[Selected passage]:
------------------------------------------------------------

Presidential elections were held in Rwanda on 4 August 2017. The incumbent President of Rwanda, Paul Kagame, was re-elected to a third seven-year term, allegedly with 98.79% of the vote on a 98.15% turnout.

==Background==
A referendum in 2015 approved constitutional amendments that allow incumbent President Paul Kagame to run for a third term in office in 2017, as well as shortening presidential terms from seven to five years, although the latter change would not come into effect until 2024.

==Electoral system==
The President of Rwanda is elected in one round of voting by plurality.

==Candidates==
Kagame announced that he would run for a third term in a televised address to mark the start of 2016, saying "You requested me to lead the country again after 2017. Given the importance and consideration you attach to this, I can only accept. But I don't think that what we need is an eternal leader."

------------------------------------------------------------

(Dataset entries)

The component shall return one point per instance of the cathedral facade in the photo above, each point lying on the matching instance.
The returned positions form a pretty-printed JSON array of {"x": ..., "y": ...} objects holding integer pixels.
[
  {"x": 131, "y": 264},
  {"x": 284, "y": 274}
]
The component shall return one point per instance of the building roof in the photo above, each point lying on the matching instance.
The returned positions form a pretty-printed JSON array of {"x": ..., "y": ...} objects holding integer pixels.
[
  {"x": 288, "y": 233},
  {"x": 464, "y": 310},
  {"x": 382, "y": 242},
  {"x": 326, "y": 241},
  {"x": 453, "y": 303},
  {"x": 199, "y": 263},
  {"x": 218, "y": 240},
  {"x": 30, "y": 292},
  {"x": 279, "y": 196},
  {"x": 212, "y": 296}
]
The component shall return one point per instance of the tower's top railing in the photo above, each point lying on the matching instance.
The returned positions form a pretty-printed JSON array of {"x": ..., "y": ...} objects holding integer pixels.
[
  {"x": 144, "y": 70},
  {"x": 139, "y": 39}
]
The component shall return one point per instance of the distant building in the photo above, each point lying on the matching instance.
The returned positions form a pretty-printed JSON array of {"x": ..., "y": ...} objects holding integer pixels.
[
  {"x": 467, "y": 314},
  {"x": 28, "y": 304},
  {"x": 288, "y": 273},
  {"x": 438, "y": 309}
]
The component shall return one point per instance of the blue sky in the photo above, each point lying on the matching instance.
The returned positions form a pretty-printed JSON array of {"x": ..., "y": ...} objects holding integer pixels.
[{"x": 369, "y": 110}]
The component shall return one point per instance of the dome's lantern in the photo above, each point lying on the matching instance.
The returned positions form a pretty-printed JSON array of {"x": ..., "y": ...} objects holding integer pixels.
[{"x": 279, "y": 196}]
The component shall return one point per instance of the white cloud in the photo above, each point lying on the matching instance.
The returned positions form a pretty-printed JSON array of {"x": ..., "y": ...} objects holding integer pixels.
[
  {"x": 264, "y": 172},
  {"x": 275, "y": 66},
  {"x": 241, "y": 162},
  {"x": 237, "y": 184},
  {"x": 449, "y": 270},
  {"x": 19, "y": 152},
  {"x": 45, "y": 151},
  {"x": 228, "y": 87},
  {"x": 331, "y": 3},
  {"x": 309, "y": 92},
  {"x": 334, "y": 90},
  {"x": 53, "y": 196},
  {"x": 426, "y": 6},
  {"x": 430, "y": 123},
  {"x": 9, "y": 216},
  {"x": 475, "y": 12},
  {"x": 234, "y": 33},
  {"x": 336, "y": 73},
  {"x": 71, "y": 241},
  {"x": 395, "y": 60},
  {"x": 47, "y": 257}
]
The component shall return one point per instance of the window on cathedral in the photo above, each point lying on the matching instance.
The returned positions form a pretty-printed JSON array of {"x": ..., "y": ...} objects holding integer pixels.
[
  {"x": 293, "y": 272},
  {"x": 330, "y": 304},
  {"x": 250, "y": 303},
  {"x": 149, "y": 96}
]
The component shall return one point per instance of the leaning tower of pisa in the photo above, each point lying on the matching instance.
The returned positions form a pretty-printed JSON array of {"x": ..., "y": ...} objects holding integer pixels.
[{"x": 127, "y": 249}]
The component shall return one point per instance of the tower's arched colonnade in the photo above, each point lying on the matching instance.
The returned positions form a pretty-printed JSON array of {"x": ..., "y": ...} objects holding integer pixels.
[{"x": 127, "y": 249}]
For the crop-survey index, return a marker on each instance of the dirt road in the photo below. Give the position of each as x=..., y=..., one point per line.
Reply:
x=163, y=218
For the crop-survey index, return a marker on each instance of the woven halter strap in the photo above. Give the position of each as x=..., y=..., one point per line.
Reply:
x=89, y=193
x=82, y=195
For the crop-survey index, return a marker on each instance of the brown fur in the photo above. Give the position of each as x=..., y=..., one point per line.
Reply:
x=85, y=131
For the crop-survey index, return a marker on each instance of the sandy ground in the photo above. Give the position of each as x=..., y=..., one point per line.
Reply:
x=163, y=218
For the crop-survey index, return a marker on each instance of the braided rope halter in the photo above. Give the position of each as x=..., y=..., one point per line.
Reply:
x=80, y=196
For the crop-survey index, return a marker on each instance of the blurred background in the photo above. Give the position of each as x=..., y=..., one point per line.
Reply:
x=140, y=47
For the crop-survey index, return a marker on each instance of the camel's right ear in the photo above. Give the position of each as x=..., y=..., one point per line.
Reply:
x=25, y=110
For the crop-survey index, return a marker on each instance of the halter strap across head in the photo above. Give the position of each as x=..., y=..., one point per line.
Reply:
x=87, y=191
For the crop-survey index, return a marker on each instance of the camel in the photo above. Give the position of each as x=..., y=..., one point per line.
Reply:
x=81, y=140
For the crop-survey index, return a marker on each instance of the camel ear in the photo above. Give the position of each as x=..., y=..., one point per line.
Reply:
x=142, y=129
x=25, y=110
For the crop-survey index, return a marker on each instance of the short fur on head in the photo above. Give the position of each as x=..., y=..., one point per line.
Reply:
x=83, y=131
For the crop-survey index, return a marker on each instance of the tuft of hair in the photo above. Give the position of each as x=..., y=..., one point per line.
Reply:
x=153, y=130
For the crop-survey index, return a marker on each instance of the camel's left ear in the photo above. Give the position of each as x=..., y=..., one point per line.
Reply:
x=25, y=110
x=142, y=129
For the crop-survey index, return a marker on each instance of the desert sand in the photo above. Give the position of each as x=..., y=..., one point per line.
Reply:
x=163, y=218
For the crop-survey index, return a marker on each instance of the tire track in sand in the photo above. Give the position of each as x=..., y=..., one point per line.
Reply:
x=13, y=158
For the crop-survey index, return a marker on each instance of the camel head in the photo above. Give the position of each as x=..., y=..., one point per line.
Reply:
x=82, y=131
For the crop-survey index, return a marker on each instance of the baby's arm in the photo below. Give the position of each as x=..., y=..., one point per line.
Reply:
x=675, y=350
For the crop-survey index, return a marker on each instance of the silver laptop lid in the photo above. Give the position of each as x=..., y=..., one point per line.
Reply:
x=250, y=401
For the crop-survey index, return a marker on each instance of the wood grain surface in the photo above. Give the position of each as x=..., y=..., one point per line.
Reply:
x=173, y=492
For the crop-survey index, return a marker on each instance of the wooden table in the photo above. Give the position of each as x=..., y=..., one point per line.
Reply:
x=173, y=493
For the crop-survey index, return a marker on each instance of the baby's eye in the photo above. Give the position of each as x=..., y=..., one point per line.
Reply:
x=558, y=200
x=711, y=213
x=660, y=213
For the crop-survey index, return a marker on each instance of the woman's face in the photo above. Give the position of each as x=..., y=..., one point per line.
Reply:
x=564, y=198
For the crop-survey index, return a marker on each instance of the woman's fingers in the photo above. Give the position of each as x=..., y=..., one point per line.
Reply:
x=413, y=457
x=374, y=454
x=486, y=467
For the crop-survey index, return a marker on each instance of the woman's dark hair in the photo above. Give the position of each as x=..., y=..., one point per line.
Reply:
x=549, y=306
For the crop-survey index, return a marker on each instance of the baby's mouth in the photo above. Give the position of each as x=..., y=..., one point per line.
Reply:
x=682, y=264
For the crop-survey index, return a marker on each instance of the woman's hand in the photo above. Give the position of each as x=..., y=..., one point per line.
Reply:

------------------------------------------------------------

[What is needed]: Reproduce the entire passage on the 2017 Rwandan presidential election above word for word.

[Reply]:
Presidential elections were held in Rwanda on 4 August 2017. The incumbent President of Rwanda, Paul Kagame, was re-elected to a third seven-year term, allegedly with 98.79% of the vote on a 98.15% turnout.

==Background==
A referendum in 2015 approved constitutional amendments that allow incumbent President Paul Kagame to run for a third term in office in 2017, as well as shortening presidential terms from seven to five years, although the latter change would not come into effect until 2024.

==Electoral system==
The President of Rwanda is elected in one round of voting by plurality.

==Candidates==
Kagame announced that he would run for a third term in a televised address to mark the start of 2016, saying "You requested me to lead the country again after 2017. Given the importance and consideration you attach to this, I can only accept. But I don't think that what we need is an eternal leader."